_Text provided_:

___

Provincia Ecclica di Goa e Vicariati Aplici nel Dekkan.

Rome: Tipografia della Reverenda Camera Apolostica, 1858.


This pair of extremely rare, excellent maps respectively showcases both Northern and Southern India, and details the ecclesiastical divisions of the Roman Catholic Church on the subcontinent.  The large-format, finely engraved and beautifully coloured works were prepared by Girolamo Petri, a lawyer who served as a senior official within the Vatican’s State Secretariat, the arm of the Holy See responsible for managing its relationships with foreign powers.  The map appeared within Petri’s monumental atlas of the Church’s worldwide ecclesiastical divisions, L’Orbe Cattolico ossia Atlante Geografico Storico Ecclesiastico Opera del Commendatore Girolamo Petri Officiale minutante della segreteria di Stato (Rome, 3 vols., 1858-9).  Petri was commissioned by the Pope Pius XI (reigned 1846-78), the longest ever reigning pontiff, to create this magnificent atlas during at time when the Church was under siege within Europe, but, conversely, while it had major ambitions for expansion overseas, particularity in Asia and Africa.  The uncommonly beautiful atlas was published in only a very small number of examples for the exclusive use of Cardinals and high-ranking administrators, accounting for the great rarity of its maps today.

___

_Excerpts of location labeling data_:

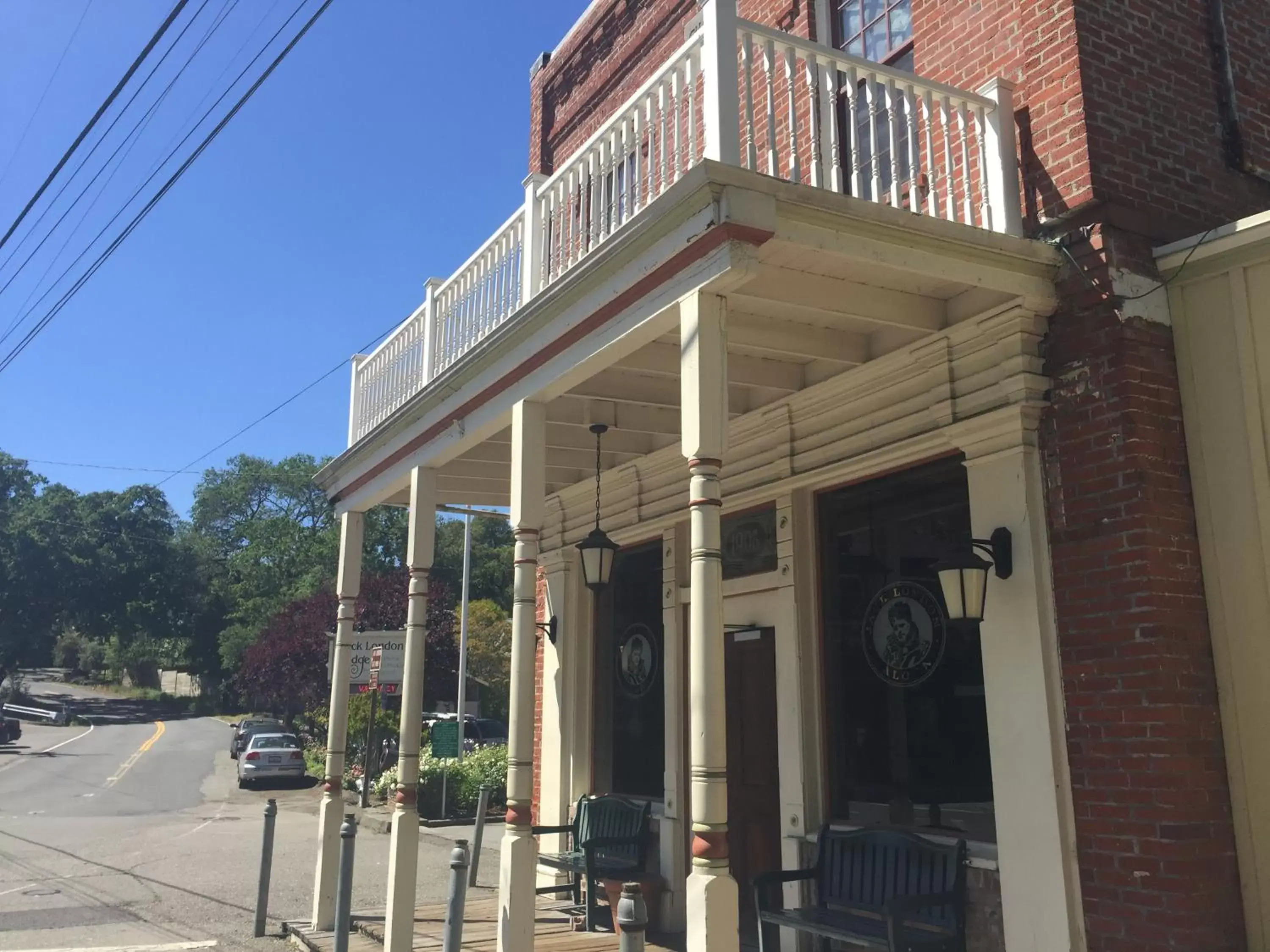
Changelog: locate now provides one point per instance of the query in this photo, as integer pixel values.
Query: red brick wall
(1154, 121)
(1034, 46)
(1155, 838)
(610, 55)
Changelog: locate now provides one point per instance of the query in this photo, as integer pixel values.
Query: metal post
(345, 884)
(463, 635)
(370, 748)
(262, 893)
(482, 809)
(445, 779)
(454, 936)
(632, 918)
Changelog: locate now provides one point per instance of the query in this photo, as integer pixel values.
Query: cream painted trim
(911, 405)
(1218, 242)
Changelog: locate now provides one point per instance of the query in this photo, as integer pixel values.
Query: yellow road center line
(127, 765)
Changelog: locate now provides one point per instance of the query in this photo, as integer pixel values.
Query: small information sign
(445, 739)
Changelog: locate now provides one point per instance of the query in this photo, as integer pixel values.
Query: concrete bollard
(482, 809)
(454, 937)
(262, 891)
(345, 883)
(632, 918)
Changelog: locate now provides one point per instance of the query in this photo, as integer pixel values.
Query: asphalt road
(134, 834)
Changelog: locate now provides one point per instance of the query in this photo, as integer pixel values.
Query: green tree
(489, 652)
(28, 584)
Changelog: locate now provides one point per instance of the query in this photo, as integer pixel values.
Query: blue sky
(384, 150)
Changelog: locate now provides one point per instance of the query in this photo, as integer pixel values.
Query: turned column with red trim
(712, 898)
(331, 813)
(519, 855)
(404, 845)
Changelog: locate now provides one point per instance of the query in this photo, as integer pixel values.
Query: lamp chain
(597, 480)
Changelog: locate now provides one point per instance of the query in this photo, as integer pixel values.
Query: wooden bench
(607, 841)
(879, 889)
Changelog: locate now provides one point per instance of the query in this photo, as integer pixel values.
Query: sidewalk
(553, 932)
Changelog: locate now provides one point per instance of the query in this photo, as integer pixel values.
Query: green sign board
(445, 739)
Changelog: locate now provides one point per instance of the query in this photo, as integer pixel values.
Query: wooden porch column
(555, 749)
(1041, 889)
(331, 814)
(516, 879)
(404, 846)
(712, 897)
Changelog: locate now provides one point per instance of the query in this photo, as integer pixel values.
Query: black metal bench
(607, 841)
(878, 889)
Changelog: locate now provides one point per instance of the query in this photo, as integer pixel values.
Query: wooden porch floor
(553, 932)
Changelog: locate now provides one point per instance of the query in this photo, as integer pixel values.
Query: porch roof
(817, 286)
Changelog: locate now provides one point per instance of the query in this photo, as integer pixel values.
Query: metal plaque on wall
(750, 542)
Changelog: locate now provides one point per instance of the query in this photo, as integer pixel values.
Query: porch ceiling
(804, 315)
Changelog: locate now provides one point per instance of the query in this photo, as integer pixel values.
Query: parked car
(271, 757)
(11, 730)
(252, 725)
(478, 732)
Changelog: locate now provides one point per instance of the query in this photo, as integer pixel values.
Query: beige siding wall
(1222, 325)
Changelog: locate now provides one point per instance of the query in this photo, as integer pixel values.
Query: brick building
(884, 273)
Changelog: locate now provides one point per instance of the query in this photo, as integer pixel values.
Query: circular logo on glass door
(637, 660)
(903, 634)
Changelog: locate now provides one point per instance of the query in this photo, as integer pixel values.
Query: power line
(99, 466)
(110, 99)
(86, 527)
(131, 140)
(49, 85)
(84, 278)
(285, 403)
(102, 139)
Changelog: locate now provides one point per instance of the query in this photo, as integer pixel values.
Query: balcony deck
(738, 93)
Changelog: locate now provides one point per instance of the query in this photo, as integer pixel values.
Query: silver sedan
(271, 757)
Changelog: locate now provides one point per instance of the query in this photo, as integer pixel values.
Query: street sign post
(445, 739)
(445, 744)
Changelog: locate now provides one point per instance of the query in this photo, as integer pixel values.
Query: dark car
(249, 725)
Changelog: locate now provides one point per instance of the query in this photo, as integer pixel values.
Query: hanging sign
(903, 634)
(637, 660)
(392, 660)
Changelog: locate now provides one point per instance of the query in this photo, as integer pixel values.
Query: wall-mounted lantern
(964, 577)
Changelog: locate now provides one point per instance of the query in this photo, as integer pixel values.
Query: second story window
(881, 31)
(875, 30)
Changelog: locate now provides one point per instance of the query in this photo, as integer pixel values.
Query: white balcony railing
(741, 93)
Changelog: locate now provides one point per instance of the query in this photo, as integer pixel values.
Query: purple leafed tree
(285, 671)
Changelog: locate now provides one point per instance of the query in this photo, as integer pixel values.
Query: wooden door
(754, 772)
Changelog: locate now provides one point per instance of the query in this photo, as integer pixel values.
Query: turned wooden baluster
(966, 163)
(770, 79)
(949, 179)
(747, 73)
(792, 99)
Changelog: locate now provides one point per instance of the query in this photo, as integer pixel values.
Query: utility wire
(131, 140)
(110, 99)
(1161, 286)
(49, 85)
(291, 399)
(83, 280)
(99, 466)
(102, 139)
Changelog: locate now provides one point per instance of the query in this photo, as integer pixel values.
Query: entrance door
(754, 772)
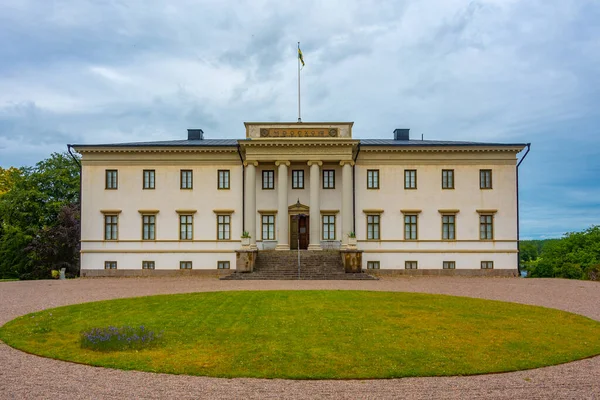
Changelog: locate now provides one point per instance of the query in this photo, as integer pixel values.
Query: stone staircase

___

_Stated problem A_:
From the text on the India maps, answer each question:
(i) What city and year does the imprint give?
(ii) What was Girolamo Petri's profession?
(iii) For whose exclusive use was the atlas published?
_Stated problem B_:
Which lines of the records contain the word "bench"? Report each one in full, treating case as significant.

_Full response A_:
(i) Rome, 1858
(ii) He was a lawyer.
(iii) Cardinals and high-ranking administrators

_Full response B_:
Query: wooden bench
Query: black metal bench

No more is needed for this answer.